### EXERCISE REQUIREMENTS
Rewrite the lines from the line with "Task: segment the" up to and including the line with "box: [349, 276, 378, 308]", with "positive clicks" replaced by "foreground clicks" and nothing else changed. Give only those lines.

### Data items

· · · ·

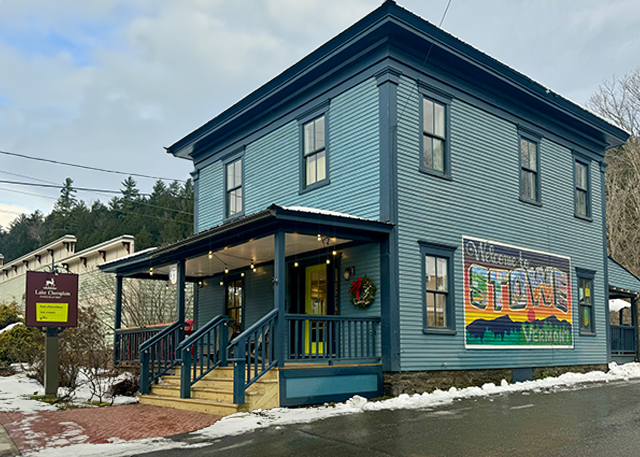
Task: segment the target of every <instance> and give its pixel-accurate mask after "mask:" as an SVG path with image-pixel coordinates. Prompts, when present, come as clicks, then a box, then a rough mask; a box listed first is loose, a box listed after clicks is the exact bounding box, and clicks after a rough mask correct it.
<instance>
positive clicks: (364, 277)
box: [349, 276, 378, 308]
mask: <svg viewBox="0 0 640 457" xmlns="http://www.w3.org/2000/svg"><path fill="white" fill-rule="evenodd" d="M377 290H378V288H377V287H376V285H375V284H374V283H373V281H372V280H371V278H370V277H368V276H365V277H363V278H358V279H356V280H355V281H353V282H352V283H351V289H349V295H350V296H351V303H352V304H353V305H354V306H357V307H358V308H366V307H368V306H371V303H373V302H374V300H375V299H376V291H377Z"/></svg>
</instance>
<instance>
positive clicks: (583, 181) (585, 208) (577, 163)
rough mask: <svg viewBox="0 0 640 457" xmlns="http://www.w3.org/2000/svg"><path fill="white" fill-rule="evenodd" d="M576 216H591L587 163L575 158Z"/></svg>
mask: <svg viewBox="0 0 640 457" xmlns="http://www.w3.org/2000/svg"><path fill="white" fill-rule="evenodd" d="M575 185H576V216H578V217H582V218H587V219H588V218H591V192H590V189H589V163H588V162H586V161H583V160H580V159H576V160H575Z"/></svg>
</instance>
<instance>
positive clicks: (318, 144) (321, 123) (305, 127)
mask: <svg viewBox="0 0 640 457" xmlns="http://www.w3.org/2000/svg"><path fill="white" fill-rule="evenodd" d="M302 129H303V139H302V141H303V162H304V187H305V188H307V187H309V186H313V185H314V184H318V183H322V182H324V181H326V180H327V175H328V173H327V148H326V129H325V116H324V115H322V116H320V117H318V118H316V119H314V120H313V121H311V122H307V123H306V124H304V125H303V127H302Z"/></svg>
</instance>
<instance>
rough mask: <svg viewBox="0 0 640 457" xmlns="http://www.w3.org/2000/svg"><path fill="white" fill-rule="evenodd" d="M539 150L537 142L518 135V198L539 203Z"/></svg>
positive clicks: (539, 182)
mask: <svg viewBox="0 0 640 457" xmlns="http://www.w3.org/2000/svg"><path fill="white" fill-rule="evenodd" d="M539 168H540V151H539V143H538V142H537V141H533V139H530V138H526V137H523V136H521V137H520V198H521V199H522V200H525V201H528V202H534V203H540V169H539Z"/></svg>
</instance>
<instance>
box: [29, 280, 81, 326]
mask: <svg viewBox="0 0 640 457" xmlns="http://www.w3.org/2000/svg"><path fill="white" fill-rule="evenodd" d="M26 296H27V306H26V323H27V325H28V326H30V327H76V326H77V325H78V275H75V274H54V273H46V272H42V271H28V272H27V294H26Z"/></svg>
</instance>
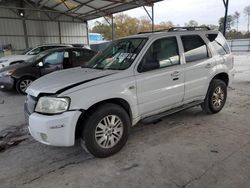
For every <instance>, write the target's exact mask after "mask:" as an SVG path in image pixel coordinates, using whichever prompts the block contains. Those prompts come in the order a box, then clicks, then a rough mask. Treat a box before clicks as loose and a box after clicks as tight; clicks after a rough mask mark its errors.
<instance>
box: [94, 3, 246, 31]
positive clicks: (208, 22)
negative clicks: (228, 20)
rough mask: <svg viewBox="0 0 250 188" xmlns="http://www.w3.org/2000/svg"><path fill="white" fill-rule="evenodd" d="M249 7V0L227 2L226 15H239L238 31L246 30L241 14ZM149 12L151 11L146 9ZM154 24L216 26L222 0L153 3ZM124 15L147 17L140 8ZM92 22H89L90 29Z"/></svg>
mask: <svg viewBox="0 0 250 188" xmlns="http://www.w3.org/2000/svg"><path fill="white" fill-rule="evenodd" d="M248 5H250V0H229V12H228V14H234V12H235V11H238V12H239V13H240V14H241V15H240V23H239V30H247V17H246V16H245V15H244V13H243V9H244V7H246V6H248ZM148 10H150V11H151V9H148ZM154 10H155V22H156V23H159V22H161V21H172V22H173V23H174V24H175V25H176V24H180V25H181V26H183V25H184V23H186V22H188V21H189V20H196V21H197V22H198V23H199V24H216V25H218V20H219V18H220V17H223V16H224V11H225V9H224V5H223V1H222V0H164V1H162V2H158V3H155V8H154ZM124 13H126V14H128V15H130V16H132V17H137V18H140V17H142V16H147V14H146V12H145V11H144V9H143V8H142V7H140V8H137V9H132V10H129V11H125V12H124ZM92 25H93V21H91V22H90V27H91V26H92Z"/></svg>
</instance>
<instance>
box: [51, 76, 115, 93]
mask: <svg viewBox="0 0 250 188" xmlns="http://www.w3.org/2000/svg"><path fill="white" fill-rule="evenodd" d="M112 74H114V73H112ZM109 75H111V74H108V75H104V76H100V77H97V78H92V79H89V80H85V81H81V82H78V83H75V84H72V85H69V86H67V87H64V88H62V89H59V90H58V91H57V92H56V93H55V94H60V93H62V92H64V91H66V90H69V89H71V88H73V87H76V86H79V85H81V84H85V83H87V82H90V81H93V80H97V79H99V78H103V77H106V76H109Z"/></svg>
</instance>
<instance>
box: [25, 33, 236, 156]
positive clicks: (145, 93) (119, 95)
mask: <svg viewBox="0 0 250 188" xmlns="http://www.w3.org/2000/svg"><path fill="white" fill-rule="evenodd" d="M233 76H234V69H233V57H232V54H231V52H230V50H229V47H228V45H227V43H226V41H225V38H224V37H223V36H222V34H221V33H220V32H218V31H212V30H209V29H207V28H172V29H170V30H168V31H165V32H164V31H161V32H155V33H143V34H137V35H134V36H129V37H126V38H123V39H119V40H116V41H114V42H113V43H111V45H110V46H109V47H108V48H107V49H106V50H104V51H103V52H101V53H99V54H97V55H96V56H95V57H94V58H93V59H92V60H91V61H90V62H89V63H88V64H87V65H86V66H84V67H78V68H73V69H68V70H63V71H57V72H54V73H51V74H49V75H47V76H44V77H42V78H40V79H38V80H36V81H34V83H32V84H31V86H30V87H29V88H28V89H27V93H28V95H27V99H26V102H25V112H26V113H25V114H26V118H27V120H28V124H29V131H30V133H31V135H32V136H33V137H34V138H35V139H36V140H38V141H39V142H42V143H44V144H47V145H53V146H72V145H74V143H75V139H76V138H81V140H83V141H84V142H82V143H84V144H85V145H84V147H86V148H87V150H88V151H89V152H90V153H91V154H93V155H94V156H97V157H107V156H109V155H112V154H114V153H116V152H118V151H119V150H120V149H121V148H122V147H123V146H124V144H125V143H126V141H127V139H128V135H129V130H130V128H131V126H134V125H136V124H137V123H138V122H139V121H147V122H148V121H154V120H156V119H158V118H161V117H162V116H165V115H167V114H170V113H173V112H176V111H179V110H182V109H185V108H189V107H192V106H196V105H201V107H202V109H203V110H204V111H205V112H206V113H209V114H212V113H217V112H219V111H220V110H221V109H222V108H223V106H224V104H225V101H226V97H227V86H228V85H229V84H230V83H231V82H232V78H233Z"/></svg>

· · · ·

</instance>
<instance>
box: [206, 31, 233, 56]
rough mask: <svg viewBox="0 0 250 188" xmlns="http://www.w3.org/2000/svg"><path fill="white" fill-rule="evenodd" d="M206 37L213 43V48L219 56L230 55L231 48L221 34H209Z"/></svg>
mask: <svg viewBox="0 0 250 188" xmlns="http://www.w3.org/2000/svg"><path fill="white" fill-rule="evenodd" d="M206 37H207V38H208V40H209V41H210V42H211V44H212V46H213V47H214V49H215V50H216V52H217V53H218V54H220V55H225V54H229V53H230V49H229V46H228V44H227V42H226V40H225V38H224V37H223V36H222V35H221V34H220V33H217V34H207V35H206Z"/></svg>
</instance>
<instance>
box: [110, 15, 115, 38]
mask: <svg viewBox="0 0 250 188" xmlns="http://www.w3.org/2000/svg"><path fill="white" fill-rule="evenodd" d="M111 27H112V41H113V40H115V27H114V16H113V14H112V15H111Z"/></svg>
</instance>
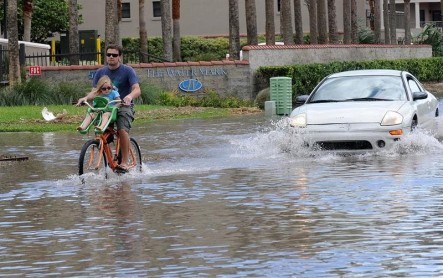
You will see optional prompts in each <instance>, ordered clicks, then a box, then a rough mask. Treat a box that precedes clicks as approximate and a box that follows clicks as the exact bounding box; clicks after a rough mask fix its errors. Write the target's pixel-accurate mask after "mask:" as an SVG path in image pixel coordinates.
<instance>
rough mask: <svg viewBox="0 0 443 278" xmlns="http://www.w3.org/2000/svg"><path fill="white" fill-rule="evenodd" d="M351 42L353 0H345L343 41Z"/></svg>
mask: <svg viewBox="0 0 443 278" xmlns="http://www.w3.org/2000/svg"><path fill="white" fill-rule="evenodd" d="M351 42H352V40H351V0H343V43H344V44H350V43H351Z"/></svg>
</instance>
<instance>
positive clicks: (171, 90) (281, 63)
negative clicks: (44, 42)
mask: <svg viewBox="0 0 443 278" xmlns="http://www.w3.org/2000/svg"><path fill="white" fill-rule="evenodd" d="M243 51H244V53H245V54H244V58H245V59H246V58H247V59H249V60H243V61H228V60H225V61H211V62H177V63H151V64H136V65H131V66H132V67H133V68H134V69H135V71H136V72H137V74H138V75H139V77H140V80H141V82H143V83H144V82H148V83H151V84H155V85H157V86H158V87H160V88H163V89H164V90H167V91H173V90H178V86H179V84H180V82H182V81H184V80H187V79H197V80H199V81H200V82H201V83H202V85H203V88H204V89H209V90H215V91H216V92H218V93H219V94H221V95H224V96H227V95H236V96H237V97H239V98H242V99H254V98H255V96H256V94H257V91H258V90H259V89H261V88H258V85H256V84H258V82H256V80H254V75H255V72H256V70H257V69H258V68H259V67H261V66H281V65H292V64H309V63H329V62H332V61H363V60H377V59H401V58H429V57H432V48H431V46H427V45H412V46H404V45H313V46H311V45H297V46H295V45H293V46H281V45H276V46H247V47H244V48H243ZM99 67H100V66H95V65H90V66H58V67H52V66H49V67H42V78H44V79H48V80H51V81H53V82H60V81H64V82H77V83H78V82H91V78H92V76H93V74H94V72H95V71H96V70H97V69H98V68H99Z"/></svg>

· · · ·

### FINISHED TASK
Task: segment the target of every <instance> and give its pixel-accurate mask after "mask:" as an SVG path with image-pixel coordinates. Prompts, when present, come as clicks, then a box, then a rough mask; a box listed first is loose, a box listed after clicks is the exact bounding box, and clicks after a rough mask correct it.
<instance>
foreground clicks: (364, 277)
box: [349, 276, 378, 308]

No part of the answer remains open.